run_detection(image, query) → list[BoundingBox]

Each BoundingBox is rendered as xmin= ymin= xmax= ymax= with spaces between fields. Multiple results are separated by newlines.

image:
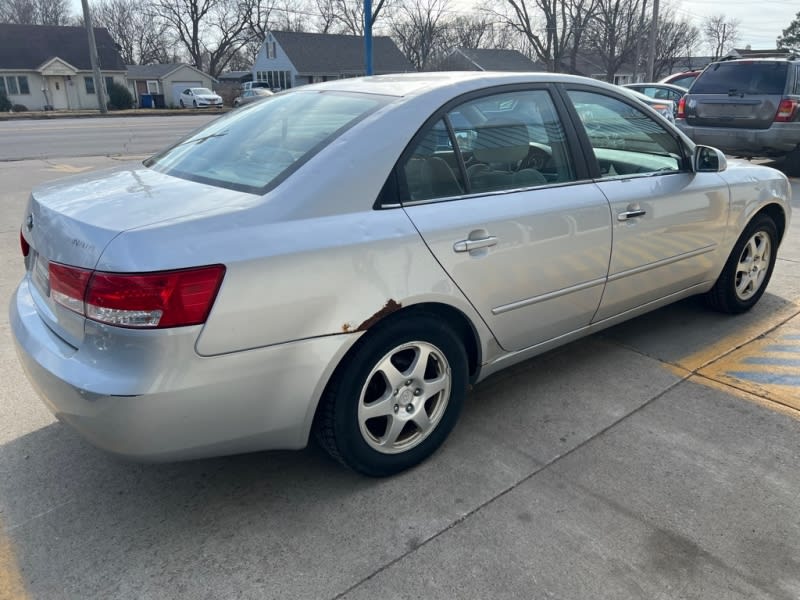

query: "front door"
xmin=47 ymin=76 xmax=69 ymax=110
xmin=399 ymin=89 xmax=611 ymax=350
xmin=568 ymin=90 xmax=728 ymax=321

__Written exercise__:
Rewrite the material above with every "BoundingBox" replaced by "DetectionBox" and nothing else changed. Leave the pictures out.

__Answer to this problem__:
run_detection(image, query) → list[DetectionBox]

Each DetectionBox is rendered as xmin= ymin= xmax= ymax= with spaces between fields. Multiple results are separated by newlines.

image:

query: "front door"
xmin=47 ymin=76 xmax=69 ymax=110
xmin=399 ymin=89 xmax=611 ymax=350
xmin=568 ymin=90 xmax=728 ymax=321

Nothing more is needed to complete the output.